Labeled contour entries:
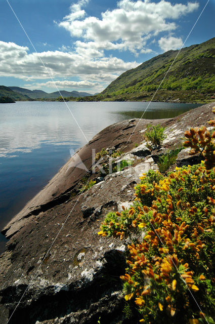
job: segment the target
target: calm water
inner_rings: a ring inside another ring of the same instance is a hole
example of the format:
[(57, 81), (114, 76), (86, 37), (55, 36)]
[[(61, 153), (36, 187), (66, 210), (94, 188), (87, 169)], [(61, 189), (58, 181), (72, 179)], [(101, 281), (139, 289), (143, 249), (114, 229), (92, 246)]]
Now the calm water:
[[(67, 104), (90, 140), (111, 124), (140, 118), (148, 103)], [(171, 117), (199, 105), (153, 102), (144, 117)], [(86, 143), (64, 103), (0, 104), (1, 229), (68, 160), (70, 149)], [(2, 249), (5, 240), (2, 235)]]

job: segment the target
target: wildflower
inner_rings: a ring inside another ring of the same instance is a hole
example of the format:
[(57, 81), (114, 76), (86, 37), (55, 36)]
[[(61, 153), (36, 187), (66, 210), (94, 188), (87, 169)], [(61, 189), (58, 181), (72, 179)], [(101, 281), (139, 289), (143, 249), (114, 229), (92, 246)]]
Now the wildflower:
[(199, 323), (198, 320), (196, 318), (190, 318), (189, 322), (190, 324), (198, 324)]
[(175, 279), (174, 279), (174, 280), (173, 280), (173, 282), (171, 283), (171, 287), (173, 288), (173, 290), (174, 290), (174, 291), (176, 290), (177, 284), (177, 281)]
[(133, 296), (134, 296), (133, 293), (132, 293), (131, 294), (128, 294), (128, 295), (125, 295), (125, 296), (124, 296), (124, 299), (126, 301), (127, 301), (128, 300), (130, 300), (130, 299), (132, 298)]
[(193, 290), (194, 292), (197, 292), (198, 290), (199, 290), (198, 287), (195, 285), (192, 285), (191, 286), (191, 289), (192, 290)]
[(146, 226), (145, 223), (140, 223), (138, 225), (138, 227), (140, 227), (140, 228), (143, 228), (143, 227), (145, 227), (145, 226)]
[(161, 312), (163, 310), (163, 306), (160, 302), (158, 303), (158, 307)]
[(135, 304), (141, 307), (145, 304), (145, 300), (143, 299), (143, 297), (137, 297), (135, 299)]

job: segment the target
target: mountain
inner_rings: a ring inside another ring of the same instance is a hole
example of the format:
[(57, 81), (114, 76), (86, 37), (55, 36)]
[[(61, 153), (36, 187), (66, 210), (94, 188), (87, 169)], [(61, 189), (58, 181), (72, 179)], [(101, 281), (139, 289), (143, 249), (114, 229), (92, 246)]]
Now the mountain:
[(0, 86), (0, 97), (9, 97), (17, 101), (31, 100), (31, 98), (26, 95), (13, 91), (9, 87), (5, 86)]
[[(150, 100), (178, 51), (168, 51), (125, 72), (95, 98)], [(182, 49), (154, 101), (205, 102), (215, 99), (215, 37)]]
[(10, 97), (0, 97), (0, 103), (13, 103), (14, 102), (16, 101)]
[[(9, 87), (10, 89), (13, 91), (25, 95), (29, 97), (30, 98), (36, 99), (56, 99), (59, 97), (60, 97), (60, 94), (58, 91), (55, 92), (52, 92), (51, 93), (48, 93), (42, 90), (29, 90), (24, 88), (20, 88), (19, 87)], [(89, 96), (92, 96), (90, 93), (87, 92), (78, 92), (78, 91), (65, 91), (65, 90), (60, 90), (62, 95), (64, 97), (73, 97), (75, 98), (80, 98), (82, 97), (87, 97)]]

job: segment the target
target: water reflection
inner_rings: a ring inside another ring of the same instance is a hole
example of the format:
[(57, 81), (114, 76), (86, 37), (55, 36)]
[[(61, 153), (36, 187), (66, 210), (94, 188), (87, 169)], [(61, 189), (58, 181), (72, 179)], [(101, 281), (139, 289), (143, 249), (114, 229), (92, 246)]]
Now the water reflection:
[[(148, 103), (68, 102), (68, 105), (90, 140), (111, 124), (140, 118)], [(171, 117), (197, 106), (152, 102), (144, 117)], [(64, 103), (0, 104), (0, 229), (46, 185), (69, 158), (70, 149), (76, 151), (85, 144)], [(5, 240), (2, 236), (1, 240)]]

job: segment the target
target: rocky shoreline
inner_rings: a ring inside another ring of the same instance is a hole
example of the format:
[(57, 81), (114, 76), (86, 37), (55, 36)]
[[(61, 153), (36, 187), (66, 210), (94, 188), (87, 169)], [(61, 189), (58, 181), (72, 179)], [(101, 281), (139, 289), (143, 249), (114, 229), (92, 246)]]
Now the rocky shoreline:
[[(122, 252), (128, 241), (119, 244), (118, 240), (100, 237), (100, 225), (109, 211), (129, 207), (142, 173), (157, 169), (159, 157), (181, 145), (186, 130), (208, 127), (213, 106), (207, 104), (173, 118), (114, 124), (68, 161), (2, 231), (10, 239), (0, 257), (1, 324), (7, 322), (27, 288), (10, 323), (17, 323), (17, 318), (23, 324), (129, 322), (122, 312), (119, 279), (124, 273)], [(143, 135), (148, 125), (158, 124), (165, 127), (167, 138), (160, 149), (149, 150)], [(100, 167), (120, 160), (132, 165), (105, 177), (98, 167), (94, 173), (93, 150), (97, 153), (103, 148), (122, 153), (104, 156)], [(182, 150), (176, 164), (199, 160)], [(86, 177), (97, 183), (80, 194)]]

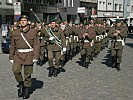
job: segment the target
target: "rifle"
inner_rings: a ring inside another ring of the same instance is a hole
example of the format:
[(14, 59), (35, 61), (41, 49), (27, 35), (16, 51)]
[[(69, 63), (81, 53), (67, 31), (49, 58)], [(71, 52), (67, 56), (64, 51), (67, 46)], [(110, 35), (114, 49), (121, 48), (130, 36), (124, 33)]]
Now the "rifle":
[[(39, 21), (39, 23), (42, 25), (42, 27), (44, 27), (43, 26), (43, 23), (41, 22), (41, 20), (39, 19), (39, 17), (34, 13), (34, 11), (33, 11), (33, 9), (31, 8), (30, 9), (30, 11), (33, 13), (33, 15), (37, 18), (37, 20)], [(48, 28), (48, 30), (47, 29), (45, 29), (46, 30), (46, 32), (48, 33), (48, 35), (50, 36), (50, 37), (54, 37), (55, 39), (54, 39), (54, 43), (55, 44), (57, 44), (61, 49), (63, 49), (63, 47), (61, 46), (61, 40), (59, 40), (55, 35), (54, 35), (54, 33), (53, 33), (53, 31), (51, 30), (51, 28)]]

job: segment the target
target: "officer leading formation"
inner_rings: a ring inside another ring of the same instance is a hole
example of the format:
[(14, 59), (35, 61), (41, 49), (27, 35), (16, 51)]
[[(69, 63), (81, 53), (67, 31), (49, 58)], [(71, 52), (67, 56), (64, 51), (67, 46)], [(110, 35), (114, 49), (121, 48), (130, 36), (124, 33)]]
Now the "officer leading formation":
[(46, 24), (31, 22), (23, 15), (14, 22), (10, 33), (9, 60), (13, 63), (12, 71), (19, 83), (18, 97), (27, 99), (30, 97), (34, 63), (42, 66), (48, 61), (48, 77), (57, 77), (60, 72), (65, 72), (64, 65), (80, 53), (81, 66), (87, 69), (111, 41), (112, 68), (120, 71), (128, 29), (119, 19), (112, 25), (93, 18), (84, 24), (67, 20), (52, 20)]

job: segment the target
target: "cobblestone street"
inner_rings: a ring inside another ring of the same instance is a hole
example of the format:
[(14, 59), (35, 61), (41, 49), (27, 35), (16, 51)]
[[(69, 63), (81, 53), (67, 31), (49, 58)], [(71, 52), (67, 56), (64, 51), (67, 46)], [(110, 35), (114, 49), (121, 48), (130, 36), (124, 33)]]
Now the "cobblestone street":
[[(34, 66), (29, 100), (133, 100), (133, 39), (127, 38), (121, 71), (111, 68), (110, 50), (104, 49), (88, 69), (79, 65), (80, 55), (65, 65), (66, 72), (48, 77), (48, 63)], [(8, 61), (0, 55), (0, 100), (17, 98), (17, 83)]]

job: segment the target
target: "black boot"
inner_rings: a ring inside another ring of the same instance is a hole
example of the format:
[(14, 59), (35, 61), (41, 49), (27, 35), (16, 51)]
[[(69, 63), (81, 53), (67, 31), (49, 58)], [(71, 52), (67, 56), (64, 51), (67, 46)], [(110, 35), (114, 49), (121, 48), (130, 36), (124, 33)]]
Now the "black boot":
[(40, 66), (43, 65), (43, 60), (40, 60), (39, 65), (40, 65)]
[(18, 89), (18, 97), (23, 97), (24, 94), (24, 83), (20, 82), (19, 83), (19, 89)]
[(59, 74), (59, 69), (58, 68), (54, 68), (54, 77), (57, 77), (57, 75)]
[(116, 69), (117, 69), (118, 71), (121, 70), (121, 69), (120, 69), (120, 63), (117, 63), (117, 64), (116, 64)]
[(50, 67), (49, 68), (49, 73), (48, 73), (48, 77), (51, 77), (54, 73), (54, 68), (53, 67)]
[(91, 56), (90, 56), (90, 60), (93, 61), (93, 55), (92, 55), (92, 54), (91, 54)]
[(88, 62), (85, 62), (85, 68), (87, 69), (89, 66)]
[(112, 68), (115, 68), (115, 67), (116, 67), (116, 62), (113, 62)]
[(24, 87), (23, 99), (28, 99), (29, 97), (30, 97), (30, 94), (29, 94), (29, 87)]

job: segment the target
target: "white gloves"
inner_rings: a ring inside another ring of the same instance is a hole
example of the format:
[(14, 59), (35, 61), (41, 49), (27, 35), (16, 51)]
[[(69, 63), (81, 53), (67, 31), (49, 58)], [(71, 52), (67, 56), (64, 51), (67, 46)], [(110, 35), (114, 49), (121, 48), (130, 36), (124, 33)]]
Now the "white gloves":
[(49, 38), (49, 40), (51, 40), (51, 41), (52, 41), (52, 40), (54, 40), (54, 38), (55, 38), (55, 37), (50, 37), (50, 38)]
[(35, 63), (35, 62), (37, 62), (38, 60), (36, 60), (36, 59), (33, 59), (33, 63)]
[(11, 62), (11, 63), (13, 63), (13, 62), (14, 62), (14, 60), (10, 60), (10, 62)]
[(66, 48), (63, 48), (63, 52), (66, 52)]

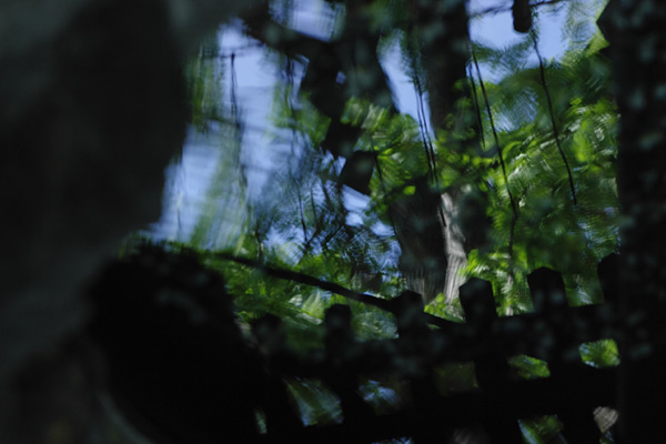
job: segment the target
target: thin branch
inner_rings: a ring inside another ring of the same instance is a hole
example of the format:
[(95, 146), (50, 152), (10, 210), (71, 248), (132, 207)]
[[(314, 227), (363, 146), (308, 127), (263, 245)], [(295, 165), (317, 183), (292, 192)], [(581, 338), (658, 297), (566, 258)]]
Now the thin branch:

## [WORK INSTRUCTIONS]
How many lines of the data above contain the string "black"? Reply with the number alone.

## [EXERCISE RESULT]
2